> The exercise
Format the part of the rows that opens with the line containing "white eave --all-instances" and closes with the line containing "M 419 133 L", both ends included, as a Markdown table with the columns No. and Line. Number each line in No., put the line itself under Line, and leave out any blank lines.

> Exercise data
▶

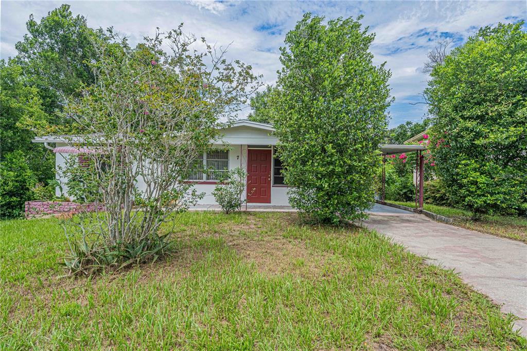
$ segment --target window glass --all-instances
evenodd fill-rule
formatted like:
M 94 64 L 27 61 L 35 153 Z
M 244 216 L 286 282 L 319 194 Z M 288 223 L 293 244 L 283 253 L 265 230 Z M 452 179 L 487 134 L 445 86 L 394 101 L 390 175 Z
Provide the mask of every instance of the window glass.
M 203 159 L 196 159 L 192 161 L 192 172 L 189 174 L 190 180 L 203 180 Z
M 282 175 L 282 162 L 280 159 L 274 155 L 274 167 L 272 170 L 274 184 L 281 185 L 284 184 L 284 176 Z
M 209 173 L 207 179 L 218 180 L 229 170 L 228 150 L 213 150 L 207 154 L 207 168 Z

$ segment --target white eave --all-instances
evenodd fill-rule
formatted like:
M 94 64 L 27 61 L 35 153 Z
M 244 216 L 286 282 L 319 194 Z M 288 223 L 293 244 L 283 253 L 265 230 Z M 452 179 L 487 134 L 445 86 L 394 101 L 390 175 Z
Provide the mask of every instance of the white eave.
M 275 128 L 271 124 L 268 124 L 267 123 L 261 123 L 258 122 L 253 122 L 252 121 L 249 121 L 249 120 L 238 120 L 238 121 L 233 122 L 231 123 L 224 123 L 220 125 L 220 129 L 227 129 L 228 128 L 232 128 L 238 126 L 248 126 L 252 127 L 253 128 L 258 128 L 259 129 L 264 129 L 271 132 L 275 131 Z
M 379 145 L 381 152 L 383 155 L 393 155 L 396 153 L 403 153 L 403 152 L 411 152 L 412 151 L 418 151 L 426 150 L 426 148 L 423 145 L 397 145 L 394 144 L 385 144 Z
M 419 133 L 416 135 L 414 135 L 408 140 L 405 141 L 403 144 L 406 144 L 406 143 L 414 143 L 416 141 L 419 141 L 419 140 L 423 140 L 423 136 L 426 134 L 426 131 L 423 132 L 422 133 Z

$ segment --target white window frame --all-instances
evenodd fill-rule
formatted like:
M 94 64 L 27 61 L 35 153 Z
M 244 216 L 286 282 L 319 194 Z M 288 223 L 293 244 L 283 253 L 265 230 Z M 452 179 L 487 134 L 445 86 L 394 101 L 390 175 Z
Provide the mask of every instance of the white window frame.
M 223 150 L 223 149 L 219 149 L 218 150 L 220 150 L 220 151 L 227 151 L 227 160 L 226 160 L 226 161 L 227 161 L 227 170 L 226 170 L 225 171 L 220 171 L 220 172 L 222 172 L 222 171 L 223 171 L 223 172 L 228 171 L 230 169 L 230 151 L 229 150 Z M 225 160 L 225 159 L 211 159 L 210 161 L 226 161 L 226 160 Z M 219 180 L 218 180 L 218 179 L 208 179 L 208 175 L 207 174 L 207 171 L 206 171 L 208 170 L 209 168 L 208 168 L 208 165 L 207 164 L 207 152 L 203 152 L 203 154 L 201 155 L 201 162 L 203 163 L 203 170 L 202 171 L 202 172 L 203 172 L 203 177 L 201 179 L 187 179 L 187 180 L 188 181 L 196 182 L 202 182 L 202 181 L 210 181 L 210 182 L 218 182 L 218 181 L 219 181 Z

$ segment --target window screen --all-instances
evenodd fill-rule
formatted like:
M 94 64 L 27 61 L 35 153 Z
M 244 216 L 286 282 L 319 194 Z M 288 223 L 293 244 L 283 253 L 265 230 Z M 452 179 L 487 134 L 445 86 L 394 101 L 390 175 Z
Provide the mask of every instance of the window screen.
M 274 183 L 278 185 L 283 184 L 284 183 L 284 176 L 282 175 L 282 169 L 283 169 L 282 162 L 280 160 L 280 159 L 275 155 L 274 163 L 275 165 L 272 170 L 272 178 L 274 179 Z
M 207 179 L 209 180 L 221 179 L 229 170 L 229 151 L 218 150 L 207 153 L 207 168 L 209 170 Z

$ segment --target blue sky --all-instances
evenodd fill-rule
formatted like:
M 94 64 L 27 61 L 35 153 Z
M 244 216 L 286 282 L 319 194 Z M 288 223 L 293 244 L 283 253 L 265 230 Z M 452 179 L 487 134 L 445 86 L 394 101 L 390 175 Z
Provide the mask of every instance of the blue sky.
M 16 54 L 15 44 L 26 33 L 30 14 L 40 21 L 65 2 L 1 3 L 1 56 Z M 386 61 L 392 73 L 389 83 L 395 101 L 390 108 L 390 125 L 418 121 L 426 113 L 419 94 L 426 85 L 422 72 L 426 53 L 441 39 L 462 44 L 477 30 L 499 22 L 527 19 L 526 2 L 293 2 L 293 1 L 72 1 L 74 14 L 85 16 L 94 28 L 113 26 L 136 43 L 161 30 L 184 28 L 211 43 L 226 45 L 228 56 L 251 64 L 273 84 L 280 69 L 279 48 L 286 33 L 304 13 L 327 18 L 364 15 L 363 23 L 376 34 L 371 47 L 375 62 Z M 249 113 L 246 109 L 240 113 Z

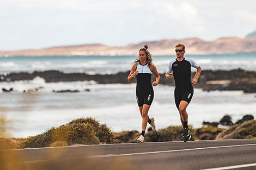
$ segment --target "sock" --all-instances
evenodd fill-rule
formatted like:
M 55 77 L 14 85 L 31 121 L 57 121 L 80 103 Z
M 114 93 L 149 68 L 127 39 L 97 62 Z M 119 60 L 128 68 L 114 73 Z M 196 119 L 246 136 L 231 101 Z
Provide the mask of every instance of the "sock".
M 149 119 L 149 120 L 148 121 L 148 122 L 149 122 L 149 123 L 150 124 L 151 123 L 151 119 Z
M 183 128 L 188 128 L 188 126 L 187 126 L 187 122 L 183 122 L 184 123 L 184 126 L 183 127 Z
M 142 131 L 141 132 L 141 135 L 143 136 L 144 137 L 145 137 L 145 131 Z

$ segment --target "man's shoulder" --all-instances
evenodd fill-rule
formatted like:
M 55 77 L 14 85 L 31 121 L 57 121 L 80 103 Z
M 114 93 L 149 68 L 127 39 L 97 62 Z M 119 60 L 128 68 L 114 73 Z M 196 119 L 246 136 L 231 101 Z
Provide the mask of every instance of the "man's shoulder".
M 170 62 L 169 62 L 169 64 L 172 65 L 175 61 L 176 61 L 176 59 L 173 59 L 173 60 L 170 61 Z

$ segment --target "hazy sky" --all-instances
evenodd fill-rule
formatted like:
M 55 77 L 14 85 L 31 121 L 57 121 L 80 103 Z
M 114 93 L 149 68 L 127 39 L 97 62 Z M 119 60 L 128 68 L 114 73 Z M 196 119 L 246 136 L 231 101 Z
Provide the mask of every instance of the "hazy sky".
M 255 0 L 1 0 L 0 50 L 197 37 L 256 30 Z

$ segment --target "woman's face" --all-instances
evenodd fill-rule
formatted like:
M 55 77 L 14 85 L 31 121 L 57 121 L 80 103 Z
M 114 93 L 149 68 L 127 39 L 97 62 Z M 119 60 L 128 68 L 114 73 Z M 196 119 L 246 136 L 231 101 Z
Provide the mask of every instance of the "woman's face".
M 139 58 L 141 62 L 145 61 L 147 59 L 146 53 L 143 51 L 139 51 Z

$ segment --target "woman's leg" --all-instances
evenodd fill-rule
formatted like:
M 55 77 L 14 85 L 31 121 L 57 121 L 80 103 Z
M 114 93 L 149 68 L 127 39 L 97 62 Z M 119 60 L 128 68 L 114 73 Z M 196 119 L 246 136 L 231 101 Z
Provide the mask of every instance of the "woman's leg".
M 150 108 L 150 106 L 148 104 L 144 104 L 143 106 L 141 108 L 142 109 L 141 114 L 142 117 L 142 131 L 145 131 L 146 130 L 147 124 L 148 123 L 148 121 L 149 120 L 148 112 L 149 111 L 149 108 Z

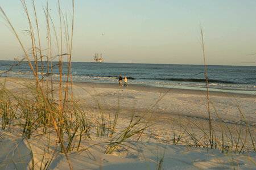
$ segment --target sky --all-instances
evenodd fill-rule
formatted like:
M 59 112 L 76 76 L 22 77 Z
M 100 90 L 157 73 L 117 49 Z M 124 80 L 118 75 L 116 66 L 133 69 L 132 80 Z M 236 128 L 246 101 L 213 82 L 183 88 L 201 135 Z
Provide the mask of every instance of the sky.
M 47 37 L 46 1 L 35 1 L 40 37 Z M 54 20 L 57 1 L 49 1 Z M 26 2 L 31 10 L 31 1 Z M 71 18 L 71 1 L 60 2 Z M 0 6 L 28 49 L 23 32 L 28 24 L 20 1 L 1 0 Z M 72 61 L 93 61 L 98 53 L 105 62 L 203 64 L 201 26 L 207 64 L 256 66 L 255 6 L 255 0 L 75 0 Z M 2 18 L 0 32 L 0 60 L 22 56 Z M 47 49 L 46 39 L 42 39 Z

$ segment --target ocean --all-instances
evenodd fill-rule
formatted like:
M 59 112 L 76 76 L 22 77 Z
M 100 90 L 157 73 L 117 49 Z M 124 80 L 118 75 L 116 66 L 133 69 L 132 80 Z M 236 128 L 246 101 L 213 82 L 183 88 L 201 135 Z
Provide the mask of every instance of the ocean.
M 27 62 L 15 66 L 18 63 L 18 61 L 0 61 L 0 76 L 33 78 Z M 44 73 L 46 64 L 43 62 Z M 58 62 L 52 65 L 53 79 L 58 80 Z M 63 62 L 63 66 L 65 79 L 68 63 Z M 255 66 L 208 65 L 207 68 L 210 91 L 256 94 Z M 39 62 L 39 74 L 40 70 Z M 127 77 L 130 85 L 206 90 L 204 65 L 72 62 L 72 71 L 74 82 L 117 84 L 117 78 L 122 75 Z

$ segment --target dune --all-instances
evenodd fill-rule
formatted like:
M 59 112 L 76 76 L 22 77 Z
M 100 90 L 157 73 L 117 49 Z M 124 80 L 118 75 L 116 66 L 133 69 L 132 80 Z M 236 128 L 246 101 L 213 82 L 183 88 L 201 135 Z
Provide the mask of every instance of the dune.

◀

> Reply
| No. | Line |
|---|---|
| 1 | $ segment --target white eave --all-instances |
| 2 | evenodd fill-rule |
| 3 | formatted like: |
| 4 | M 94 64 L 27 61 L 35 153 Z |
| 5 | M 244 216 L 286 282 L 319 194 Z M 288 223 L 293 244 L 283 253 L 265 230 Z M 452 179 L 487 134 L 445 86 L 394 101 L 390 175 Z |
| 6 | Provide the mask of every instance of the white eave. |
| 7 | M 275 128 L 271 124 L 268 124 L 267 123 L 261 123 L 258 122 L 253 122 L 252 121 L 249 121 L 249 120 L 238 120 L 238 121 L 233 122 L 231 123 L 224 123 L 220 125 L 220 129 L 227 129 L 228 128 L 232 128 L 238 126 L 248 126 L 252 127 L 253 128 L 258 128 L 259 129 L 264 129 L 271 132 L 275 131 Z |
| 8 | M 379 145 L 381 152 L 383 155 L 393 155 L 396 153 L 403 153 L 403 152 L 411 152 L 412 151 L 418 151 L 426 150 L 426 148 L 423 145 L 397 145 L 394 144 L 385 144 Z |
| 9 | M 419 133 L 416 135 L 414 135 L 408 140 L 405 141 L 403 144 L 406 144 L 406 143 L 414 143 L 416 141 L 419 141 L 419 140 L 423 140 L 423 136 L 426 134 L 426 131 L 423 132 L 422 133 Z |